** Description of the task **
Count the lines in the items below that contain the string "shadow", and reply with the number alone.

═══ Available data ═══

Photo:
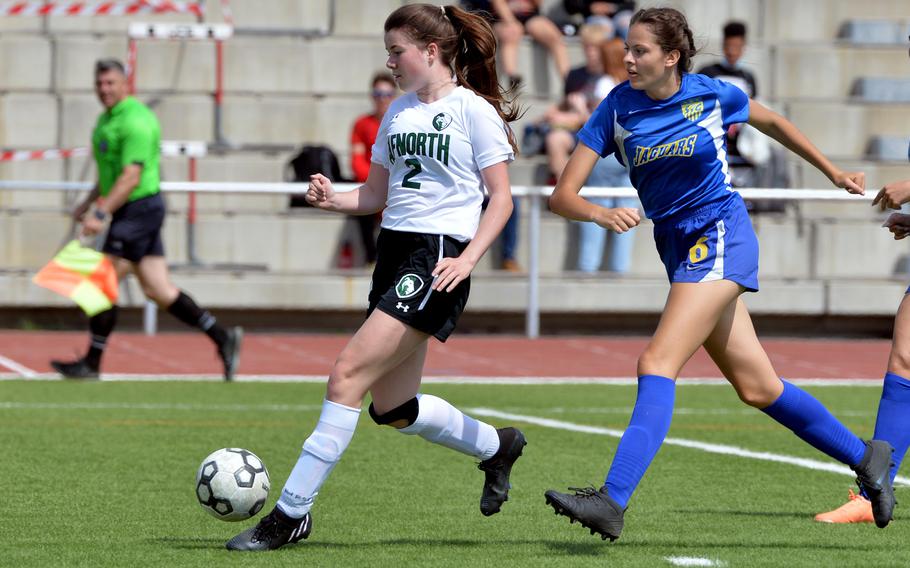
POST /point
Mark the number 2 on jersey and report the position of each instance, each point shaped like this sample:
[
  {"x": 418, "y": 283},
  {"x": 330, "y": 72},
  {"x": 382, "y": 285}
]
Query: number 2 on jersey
[{"x": 414, "y": 164}]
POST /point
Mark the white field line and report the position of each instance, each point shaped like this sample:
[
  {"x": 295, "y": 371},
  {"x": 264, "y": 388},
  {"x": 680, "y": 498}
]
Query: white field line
[
  {"x": 23, "y": 372},
  {"x": 620, "y": 410},
  {"x": 192, "y": 407},
  {"x": 20, "y": 370},
  {"x": 691, "y": 444},
  {"x": 693, "y": 561}
]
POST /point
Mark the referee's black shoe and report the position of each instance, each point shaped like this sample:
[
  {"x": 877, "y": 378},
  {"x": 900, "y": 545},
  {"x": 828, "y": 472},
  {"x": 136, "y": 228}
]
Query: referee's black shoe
[
  {"x": 498, "y": 468},
  {"x": 229, "y": 351},
  {"x": 593, "y": 508},
  {"x": 273, "y": 531},
  {"x": 78, "y": 369},
  {"x": 873, "y": 475}
]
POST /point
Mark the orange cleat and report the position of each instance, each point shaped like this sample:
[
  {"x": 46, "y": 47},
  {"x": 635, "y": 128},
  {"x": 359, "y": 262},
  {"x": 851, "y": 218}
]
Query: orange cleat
[{"x": 857, "y": 510}]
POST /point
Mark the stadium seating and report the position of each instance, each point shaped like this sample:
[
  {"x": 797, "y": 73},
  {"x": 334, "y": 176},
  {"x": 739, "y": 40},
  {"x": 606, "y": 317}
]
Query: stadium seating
[{"x": 837, "y": 68}]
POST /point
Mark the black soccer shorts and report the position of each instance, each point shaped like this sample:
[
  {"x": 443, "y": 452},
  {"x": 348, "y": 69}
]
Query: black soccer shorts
[
  {"x": 403, "y": 276},
  {"x": 135, "y": 230}
]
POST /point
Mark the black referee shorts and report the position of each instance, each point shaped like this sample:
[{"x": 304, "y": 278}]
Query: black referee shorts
[
  {"x": 135, "y": 230},
  {"x": 402, "y": 279}
]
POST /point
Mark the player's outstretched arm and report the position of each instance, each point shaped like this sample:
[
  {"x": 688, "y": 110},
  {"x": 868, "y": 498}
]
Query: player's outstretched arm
[
  {"x": 899, "y": 225},
  {"x": 566, "y": 202},
  {"x": 893, "y": 195},
  {"x": 785, "y": 132},
  {"x": 452, "y": 270},
  {"x": 367, "y": 199}
]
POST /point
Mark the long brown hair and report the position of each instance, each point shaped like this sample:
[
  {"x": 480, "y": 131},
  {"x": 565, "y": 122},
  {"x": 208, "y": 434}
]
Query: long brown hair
[
  {"x": 467, "y": 44},
  {"x": 671, "y": 29}
]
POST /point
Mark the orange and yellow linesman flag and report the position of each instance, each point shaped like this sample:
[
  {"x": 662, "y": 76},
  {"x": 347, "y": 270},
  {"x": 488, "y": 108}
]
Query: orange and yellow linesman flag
[{"x": 82, "y": 274}]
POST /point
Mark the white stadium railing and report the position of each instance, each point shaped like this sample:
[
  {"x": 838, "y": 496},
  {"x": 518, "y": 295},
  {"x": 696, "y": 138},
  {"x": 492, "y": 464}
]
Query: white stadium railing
[{"x": 532, "y": 317}]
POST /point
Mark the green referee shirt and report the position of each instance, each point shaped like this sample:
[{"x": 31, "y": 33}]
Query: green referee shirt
[{"x": 127, "y": 134}]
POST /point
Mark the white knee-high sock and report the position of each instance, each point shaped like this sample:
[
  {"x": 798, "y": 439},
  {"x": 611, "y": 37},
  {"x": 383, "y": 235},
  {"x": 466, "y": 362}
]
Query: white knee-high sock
[
  {"x": 443, "y": 424},
  {"x": 321, "y": 451}
]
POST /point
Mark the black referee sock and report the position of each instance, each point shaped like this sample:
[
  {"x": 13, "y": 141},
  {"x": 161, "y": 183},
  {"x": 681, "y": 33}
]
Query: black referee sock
[
  {"x": 186, "y": 310},
  {"x": 100, "y": 326}
]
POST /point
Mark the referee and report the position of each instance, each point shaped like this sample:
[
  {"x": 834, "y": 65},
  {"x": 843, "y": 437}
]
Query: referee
[{"x": 127, "y": 200}]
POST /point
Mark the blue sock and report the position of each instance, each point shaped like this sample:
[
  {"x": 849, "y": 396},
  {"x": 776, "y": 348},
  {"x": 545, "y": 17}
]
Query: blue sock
[
  {"x": 641, "y": 440},
  {"x": 893, "y": 422},
  {"x": 807, "y": 418}
]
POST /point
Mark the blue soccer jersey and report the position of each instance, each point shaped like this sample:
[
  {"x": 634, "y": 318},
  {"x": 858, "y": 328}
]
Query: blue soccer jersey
[{"x": 675, "y": 148}]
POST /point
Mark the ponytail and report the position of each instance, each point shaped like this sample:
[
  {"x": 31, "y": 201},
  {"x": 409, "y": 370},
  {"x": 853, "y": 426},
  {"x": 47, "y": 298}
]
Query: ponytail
[
  {"x": 467, "y": 44},
  {"x": 474, "y": 63}
]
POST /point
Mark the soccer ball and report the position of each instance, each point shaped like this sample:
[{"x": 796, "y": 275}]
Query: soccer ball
[{"x": 232, "y": 484}]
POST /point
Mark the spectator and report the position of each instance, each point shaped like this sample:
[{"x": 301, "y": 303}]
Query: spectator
[
  {"x": 731, "y": 71},
  {"x": 564, "y": 120},
  {"x": 129, "y": 208},
  {"x": 511, "y": 19},
  {"x": 596, "y": 12},
  {"x": 608, "y": 172},
  {"x": 363, "y": 136}
]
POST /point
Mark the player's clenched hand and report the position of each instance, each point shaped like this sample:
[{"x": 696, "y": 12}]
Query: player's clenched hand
[
  {"x": 80, "y": 211},
  {"x": 320, "y": 191},
  {"x": 853, "y": 182},
  {"x": 450, "y": 271},
  {"x": 893, "y": 195},
  {"x": 620, "y": 219},
  {"x": 898, "y": 224}
]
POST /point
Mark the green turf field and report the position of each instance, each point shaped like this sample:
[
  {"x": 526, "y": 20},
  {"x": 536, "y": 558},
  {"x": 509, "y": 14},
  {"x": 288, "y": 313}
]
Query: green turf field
[{"x": 102, "y": 474}]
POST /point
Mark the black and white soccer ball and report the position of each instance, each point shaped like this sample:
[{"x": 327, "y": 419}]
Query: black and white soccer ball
[{"x": 232, "y": 484}]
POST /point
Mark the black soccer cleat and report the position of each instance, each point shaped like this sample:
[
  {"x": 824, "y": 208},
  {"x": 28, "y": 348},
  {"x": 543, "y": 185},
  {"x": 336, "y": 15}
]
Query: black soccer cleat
[
  {"x": 273, "y": 531},
  {"x": 229, "y": 351},
  {"x": 593, "y": 508},
  {"x": 873, "y": 475},
  {"x": 78, "y": 369},
  {"x": 497, "y": 469}
]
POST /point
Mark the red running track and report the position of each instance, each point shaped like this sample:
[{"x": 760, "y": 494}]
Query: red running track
[{"x": 461, "y": 356}]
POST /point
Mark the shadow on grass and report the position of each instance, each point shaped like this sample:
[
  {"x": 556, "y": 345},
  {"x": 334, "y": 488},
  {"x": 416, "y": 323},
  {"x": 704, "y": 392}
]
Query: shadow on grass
[
  {"x": 190, "y": 543},
  {"x": 592, "y": 548},
  {"x": 771, "y": 514}
]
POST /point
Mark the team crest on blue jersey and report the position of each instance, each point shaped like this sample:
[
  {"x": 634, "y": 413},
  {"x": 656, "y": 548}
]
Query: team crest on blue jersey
[
  {"x": 409, "y": 285},
  {"x": 441, "y": 120},
  {"x": 692, "y": 109}
]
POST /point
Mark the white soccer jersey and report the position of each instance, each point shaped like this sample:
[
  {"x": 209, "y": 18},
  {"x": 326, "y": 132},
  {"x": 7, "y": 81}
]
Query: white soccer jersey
[{"x": 434, "y": 153}]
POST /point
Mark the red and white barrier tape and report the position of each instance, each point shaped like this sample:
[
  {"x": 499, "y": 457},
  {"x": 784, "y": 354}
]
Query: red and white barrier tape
[
  {"x": 82, "y": 8},
  {"x": 27, "y": 155},
  {"x": 227, "y": 13},
  {"x": 169, "y": 148}
]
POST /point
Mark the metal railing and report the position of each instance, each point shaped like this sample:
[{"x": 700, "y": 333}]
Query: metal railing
[{"x": 533, "y": 194}]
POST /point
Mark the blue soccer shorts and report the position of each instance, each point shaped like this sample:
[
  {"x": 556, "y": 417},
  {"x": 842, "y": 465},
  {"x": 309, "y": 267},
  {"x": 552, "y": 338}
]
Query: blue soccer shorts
[{"x": 715, "y": 242}]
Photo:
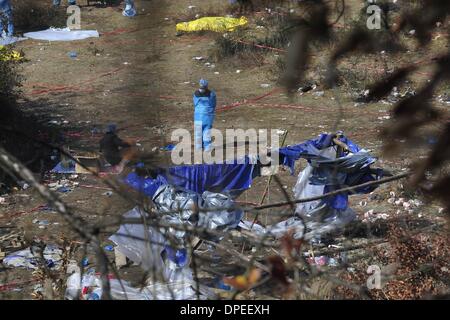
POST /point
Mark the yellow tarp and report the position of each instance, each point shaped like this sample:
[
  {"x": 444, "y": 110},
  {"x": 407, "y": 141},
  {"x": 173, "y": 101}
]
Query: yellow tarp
[
  {"x": 217, "y": 24},
  {"x": 9, "y": 55}
]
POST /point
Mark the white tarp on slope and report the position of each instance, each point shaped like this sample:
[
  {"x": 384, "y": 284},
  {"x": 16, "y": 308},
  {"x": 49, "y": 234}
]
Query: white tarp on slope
[{"x": 55, "y": 34}]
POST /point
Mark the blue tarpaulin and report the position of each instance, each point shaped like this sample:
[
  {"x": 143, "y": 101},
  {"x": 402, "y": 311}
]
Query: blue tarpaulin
[
  {"x": 347, "y": 170},
  {"x": 231, "y": 178}
]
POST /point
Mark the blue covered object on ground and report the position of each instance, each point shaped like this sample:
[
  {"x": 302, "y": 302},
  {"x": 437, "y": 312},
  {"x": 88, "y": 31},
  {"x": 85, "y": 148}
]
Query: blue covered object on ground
[
  {"x": 230, "y": 178},
  {"x": 7, "y": 13}
]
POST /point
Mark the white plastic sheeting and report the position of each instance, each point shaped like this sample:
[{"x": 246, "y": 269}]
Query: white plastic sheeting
[
  {"x": 65, "y": 34},
  {"x": 29, "y": 259},
  {"x": 304, "y": 189},
  {"x": 4, "y": 41},
  {"x": 85, "y": 287}
]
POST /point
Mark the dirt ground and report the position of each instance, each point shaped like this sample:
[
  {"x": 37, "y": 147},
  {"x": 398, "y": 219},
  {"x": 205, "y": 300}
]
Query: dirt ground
[{"x": 141, "y": 75}]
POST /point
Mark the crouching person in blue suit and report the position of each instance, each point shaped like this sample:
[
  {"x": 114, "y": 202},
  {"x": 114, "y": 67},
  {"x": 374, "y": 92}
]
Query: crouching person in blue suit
[{"x": 204, "y": 112}]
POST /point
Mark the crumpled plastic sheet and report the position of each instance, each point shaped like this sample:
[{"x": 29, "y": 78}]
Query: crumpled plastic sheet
[
  {"x": 175, "y": 206},
  {"x": 141, "y": 246},
  {"x": 215, "y": 211},
  {"x": 64, "y": 34},
  {"x": 27, "y": 259},
  {"x": 322, "y": 216},
  {"x": 181, "y": 289}
]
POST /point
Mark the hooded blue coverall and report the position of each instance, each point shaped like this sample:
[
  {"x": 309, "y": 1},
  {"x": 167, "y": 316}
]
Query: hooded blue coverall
[
  {"x": 204, "y": 112},
  {"x": 6, "y": 12},
  {"x": 130, "y": 9}
]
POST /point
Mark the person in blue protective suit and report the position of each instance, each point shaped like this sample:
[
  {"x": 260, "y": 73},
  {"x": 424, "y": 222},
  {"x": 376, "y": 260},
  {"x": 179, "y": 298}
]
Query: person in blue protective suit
[
  {"x": 204, "y": 112},
  {"x": 70, "y": 2},
  {"x": 130, "y": 9},
  {"x": 6, "y": 14}
]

═══

** Exercise response **
2